Material:
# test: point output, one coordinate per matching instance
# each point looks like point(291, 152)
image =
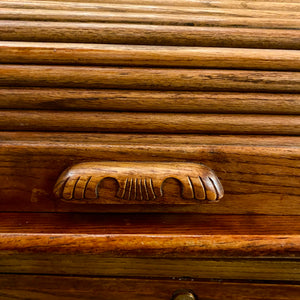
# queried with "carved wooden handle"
point(138, 183)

What you will do:
Rewrite the rows above with "carved" changed to "polished" and everything else left as it is. Leave the pictures out.

Answer to the exercise:
# test: point output, one coordinate per matching instance
# each point looks like point(291, 152)
image =
# queried with "polished wooden handle"
point(138, 183)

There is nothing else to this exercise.